— STATED TASK —
Reproduce all the lines exactly as they stand, apart from the pictures.
-- begin EXERCISE MATERIAL --
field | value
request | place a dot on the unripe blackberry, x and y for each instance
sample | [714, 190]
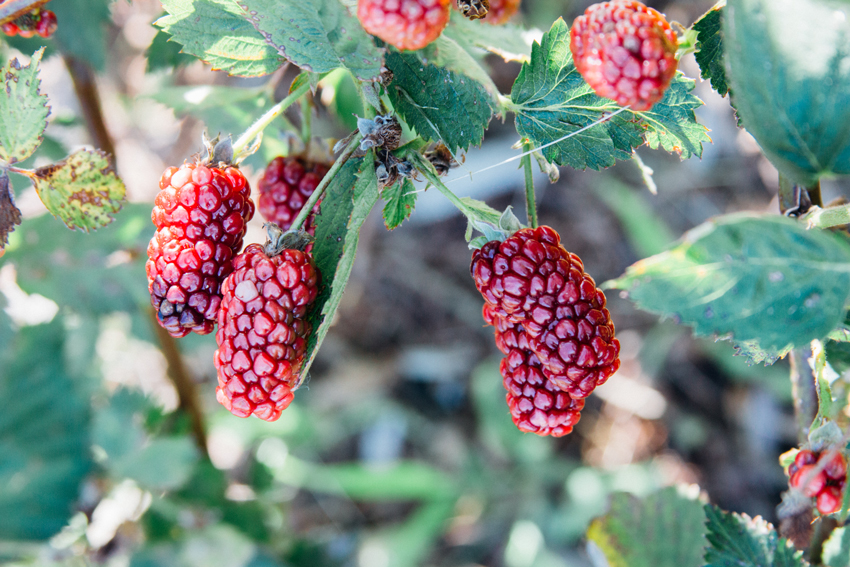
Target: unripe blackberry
[201, 215]
[262, 330]
[625, 51]
[531, 280]
[284, 188]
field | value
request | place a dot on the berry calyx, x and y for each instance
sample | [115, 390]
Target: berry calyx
[285, 186]
[625, 51]
[531, 280]
[262, 329]
[200, 214]
[405, 24]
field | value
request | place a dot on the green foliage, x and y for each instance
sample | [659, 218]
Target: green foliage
[82, 190]
[792, 283]
[550, 100]
[43, 436]
[216, 32]
[438, 103]
[788, 65]
[82, 29]
[337, 232]
[709, 54]
[738, 540]
[23, 110]
[665, 529]
[316, 35]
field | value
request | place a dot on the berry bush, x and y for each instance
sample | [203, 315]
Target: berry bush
[428, 282]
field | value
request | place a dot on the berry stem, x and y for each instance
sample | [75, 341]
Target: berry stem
[305, 211]
[530, 200]
[257, 127]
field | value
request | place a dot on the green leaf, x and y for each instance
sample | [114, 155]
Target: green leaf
[400, 198]
[788, 64]
[163, 53]
[709, 54]
[836, 549]
[10, 215]
[765, 282]
[316, 35]
[551, 100]
[23, 110]
[740, 541]
[510, 41]
[88, 273]
[216, 32]
[82, 29]
[337, 233]
[82, 190]
[438, 103]
[665, 529]
[44, 421]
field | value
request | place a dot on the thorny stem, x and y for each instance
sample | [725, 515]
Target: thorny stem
[326, 180]
[257, 127]
[530, 201]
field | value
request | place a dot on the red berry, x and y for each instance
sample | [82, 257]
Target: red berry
[530, 279]
[625, 51]
[829, 500]
[284, 188]
[405, 24]
[47, 25]
[200, 214]
[536, 404]
[262, 330]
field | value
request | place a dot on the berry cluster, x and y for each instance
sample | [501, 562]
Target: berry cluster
[625, 51]
[284, 188]
[201, 215]
[552, 324]
[38, 22]
[825, 485]
[405, 24]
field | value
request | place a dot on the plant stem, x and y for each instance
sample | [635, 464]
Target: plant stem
[530, 201]
[326, 180]
[257, 127]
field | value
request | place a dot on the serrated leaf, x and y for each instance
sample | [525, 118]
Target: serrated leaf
[438, 103]
[44, 419]
[709, 49]
[163, 53]
[551, 100]
[82, 29]
[10, 215]
[762, 279]
[23, 110]
[216, 32]
[316, 35]
[82, 190]
[738, 540]
[665, 529]
[401, 199]
[337, 232]
[510, 41]
[788, 64]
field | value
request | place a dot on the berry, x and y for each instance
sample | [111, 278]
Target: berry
[625, 51]
[531, 280]
[536, 404]
[262, 330]
[405, 24]
[200, 214]
[285, 186]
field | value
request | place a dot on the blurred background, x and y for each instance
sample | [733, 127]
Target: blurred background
[400, 450]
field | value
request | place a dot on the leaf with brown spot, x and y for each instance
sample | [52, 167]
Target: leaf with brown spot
[82, 190]
[23, 110]
[10, 215]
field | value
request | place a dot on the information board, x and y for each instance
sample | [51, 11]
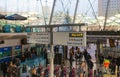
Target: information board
[69, 38]
[40, 38]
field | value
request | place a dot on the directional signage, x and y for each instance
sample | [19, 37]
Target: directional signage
[69, 38]
[41, 38]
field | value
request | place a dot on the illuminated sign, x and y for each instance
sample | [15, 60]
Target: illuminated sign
[69, 38]
[40, 38]
[75, 34]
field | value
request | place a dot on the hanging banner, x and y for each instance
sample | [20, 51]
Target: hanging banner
[39, 38]
[69, 38]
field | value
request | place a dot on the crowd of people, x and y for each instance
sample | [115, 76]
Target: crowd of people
[114, 61]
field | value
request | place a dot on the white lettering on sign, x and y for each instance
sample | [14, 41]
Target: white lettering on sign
[69, 38]
[41, 38]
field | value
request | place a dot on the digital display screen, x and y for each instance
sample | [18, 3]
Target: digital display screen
[18, 29]
[6, 28]
[75, 34]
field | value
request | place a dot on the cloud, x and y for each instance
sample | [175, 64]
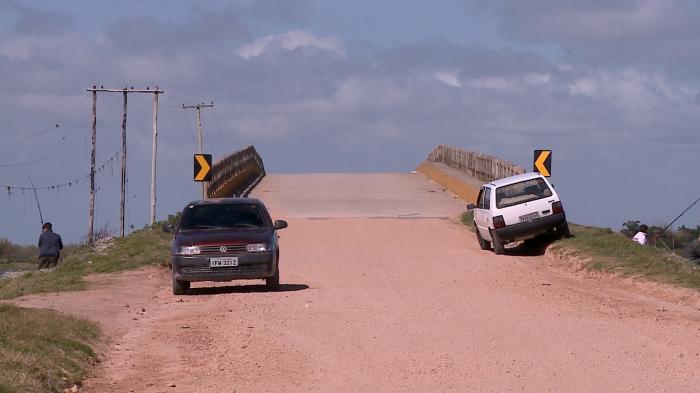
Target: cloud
[449, 78]
[205, 28]
[293, 40]
[311, 104]
[36, 22]
[664, 34]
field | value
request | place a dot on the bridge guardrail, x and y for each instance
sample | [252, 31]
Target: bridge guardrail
[479, 166]
[235, 174]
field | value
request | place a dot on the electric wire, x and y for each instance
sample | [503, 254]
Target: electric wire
[45, 130]
[113, 158]
[69, 147]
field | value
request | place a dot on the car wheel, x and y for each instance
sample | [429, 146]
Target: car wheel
[180, 287]
[563, 230]
[273, 283]
[483, 244]
[498, 247]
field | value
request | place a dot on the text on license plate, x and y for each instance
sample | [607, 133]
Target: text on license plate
[223, 261]
[529, 217]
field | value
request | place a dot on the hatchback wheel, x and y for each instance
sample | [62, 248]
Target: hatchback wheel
[273, 283]
[563, 230]
[483, 244]
[498, 247]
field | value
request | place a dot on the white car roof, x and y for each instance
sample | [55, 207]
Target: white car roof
[514, 179]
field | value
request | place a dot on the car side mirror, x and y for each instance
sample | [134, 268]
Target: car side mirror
[279, 224]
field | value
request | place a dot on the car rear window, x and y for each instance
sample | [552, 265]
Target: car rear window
[222, 216]
[521, 192]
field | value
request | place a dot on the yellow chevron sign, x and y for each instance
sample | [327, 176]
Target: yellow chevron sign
[543, 162]
[202, 167]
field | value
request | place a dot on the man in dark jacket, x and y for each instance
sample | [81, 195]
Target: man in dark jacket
[50, 246]
[692, 251]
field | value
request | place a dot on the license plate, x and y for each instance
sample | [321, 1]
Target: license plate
[529, 217]
[223, 261]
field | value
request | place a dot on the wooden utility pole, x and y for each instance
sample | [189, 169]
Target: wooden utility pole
[200, 146]
[153, 156]
[123, 200]
[125, 91]
[91, 209]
-- end EXERCISE MATERIAL --
— COMPLETE RESPONSE —
field | value
request | place a dot on the unripe blackberry, x and y for each instance
sample | [714, 190]
Target: unripe blackberry
[201, 215]
[262, 330]
[625, 51]
[531, 280]
[284, 188]
field | value
request | place a dot on the berry calyx, x and y for each instance
sample | [115, 390]
Target: berry calyx
[285, 186]
[625, 51]
[531, 280]
[262, 329]
[200, 214]
[405, 24]
field | value
request | place a dot on the green foliage, x and y for each instance
sample | [659, 218]
Target: green foliage
[82, 190]
[792, 283]
[550, 100]
[43, 436]
[216, 32]
[438, 103]
[788, 65]
[82, 29]
[337, 232]
[709, 54]
[738, 540]
[23, 110]
[665, 529]
[316, 35]
field | value
request | place a dot on the berry bush, x and y for each instance
sample | [203, 315]
Target: berry bush
[428, 282]
field | value
request | place a dot on the berry stem, x and y for each instance
sample | [75, 341]
Target: berry stem
[305, 211]
[530, 200]
[257, 127]
field | value
request | place a dot on the green leaf, x and y for each instance
sample | [114, 155]
Target: green leaf
[400, 198]
[788, 64]
[163, 53]
[709, 54]
[836, 549]
[10, 215]
[765, 282]
[316, 35]
[551, 100]
[23, 110]
[740, 541]
[510, 41]
[88, 273]
[216, 32]
[82, 29]
[337, 233]
[82, 190]
[438, 103]
[665, 529]
[44, 421]
field | value
request | place a dot on the thorny stem, x and y for each instance
sample | [725, 515]
Target: thorny stem
[326, 180]
[257, 127]
[530, 201]
field | value
request | place a dot on the red berry, x and y for each instance
sample | [82, 257]
Target: red berry
[530, 279]
[625, 51]
[829, 500]
[284, 188]
[405, 24]
[47, 25]
[200, 214]
[536, 404]
[262, 330]
field | value
request | place a dot on the berry cluster, x and y for each instance
sample | [501, 562]
Target: berry cluster
[625, 51]
[284, 188]
[201, 215]
[552, 324]
[38, 22]
[825, 485]
[405, 24]
field | value
request | place a dot on the plant stem, x and y for each instance
sample | [635, 464]
Target: plant stem
[530, 201]
[326, 180]
[257, 127]
field | value
request | place a dot on the serrated leaf, x and y for each instance
sample | [525, 118]
Target: serrated leaf
[438, 103]
[44, 419]
[709, 49]
[163, 53]
[551, 100]
[82, 29]
[10, 215]
[762, 279]
[23, 110]
[216, 32]
[316, 35]
[82, 190]
[738, 540]
[665, 529]
[401, 199]
[337, 232]
[510, 41]
[788, 64]
field | value
request | place a dot on the berry, x and y for each instance
sample | [111, 278]
Target: berry
[625, 51]
[531, 280]
[536, 404]
[262, 330]
[405, 24]
[200, 214]
[285, 186]
field | value
request | place a dot on the blurred background, x and y for each instance
sample | [733, 127]
Target: blurred background
[400, 450]
field | value
request | place a dot on the leaf with brown spot, x and y for each instance
sample | [52, 167]
Target: leaf with brown spot
[82, 190]
[23, 110]
[10, 215]
field | value
request | place a dot on the information board, x and y for each instance
sample | [51, 11]
Target: information board
[69, 38]
[40, 38]
field | value
request | place a dot on the directional signage, x and y for each instance
sample | [19, 37]
Target: directional signage
[69, 38]
[41, 38]
field | value
request | place a dot on the illuminated sign, x and y for each instance
sample | [15, 60]
Target: illuminated sign
[69, 38]
[40, 38]
[75, 34]
field | value
request | place a dot on the hanging banner, x and y for each instance
sample | [20, 51]
Target: hanging banner
[39, 38]
[69, 38]
field | value
request | place a dot on the crowd of people, x and y for each instance
sample | [115, 76]
Target: crowd of people
[114, 61]
field | value
request | place a dot on the white lettering on sign, x and y for each instance
sample | [14, 41]
Target: white lettering on sign
[69, 38]
[41, 38]
field | value
request | place a dot on the digital display screen, x and y for each instance
sample | [18, 3]
Target: digital display screen
[18, 29]
[6, 28]
[75, 34]
field | value
request | place a dot on the cloud, x and y for each instance
sample | [175, 64]
Target: cloud
[449, 78]
[205, 28]
[293, 40]
[311, 104]
[36, 22]
[664, 34]
field | value
request | place a dot on the bridge guardrail, x and y for each instance
sample | [252, 31]
Target: bridge guardrail
[479, 166]
[235, 174]
field | value
request | place a dot on the electric wire, x and y for each instance
sample | [503, 254]
Target: electric wire
[45, 130]
[113, 158]
[69, 147]
field | value
request | place a dot on the car wheel, x and y for each instance
sample | [429, 146]
Target: car wheel
[180, 287]
[563, 230]
[273, 283]
[483, 244]
[498, 247]
field | value
request | place a dot on the text on license plate, x and y for each instance
sample | [607, 133]
Target: text on license plate
[223, 261]
[529, 217]
field | value
request | place a dot on the hatchback wheel, x and y for each instance
sample | [62, 248]
Target: hatchback wheel
[273, 283]
[563, 230]
[483, 244]
[498, 247]
field | value
request | place a dot on the white car roof, x and y for each instance
sample | [55, 207]
Target: white car roof
[514, 179]
field | value
request | place a dot on the car side mirror, x and y for each instance
sample | [134, 268]
Target: car side mirror
[279, 224]
field | value
request | place a dot on the car rear window, x and y for each instance
sample | [552, 265]
Target: car rear window
[222, 216]
[521, 192]
field | value
request | place a dot on the yellow chevron sign, x and y for each instance
sample | [327, 176]
Target: yellow chevron sign
[543, 162]
[202, 167]
field | value
request | place a dot on the man in dark jacket, x and y for each instance
sample | [81, 195]
Target: man in dark jacket
[50, 246]
[692, 251]
field | value
request | place a dot on the license plate, x and y for each instance
sample | [321, 1]
Target: license plate
[529, 217]
[223, 261]
field | value
request | place a dot on the wooden utility pole, x and y for each instance
sample | [189, 169]
Target: wooden utility pole
[200, 146]
[153, 156]
[123, 200]
[125, 91]
[91, 209]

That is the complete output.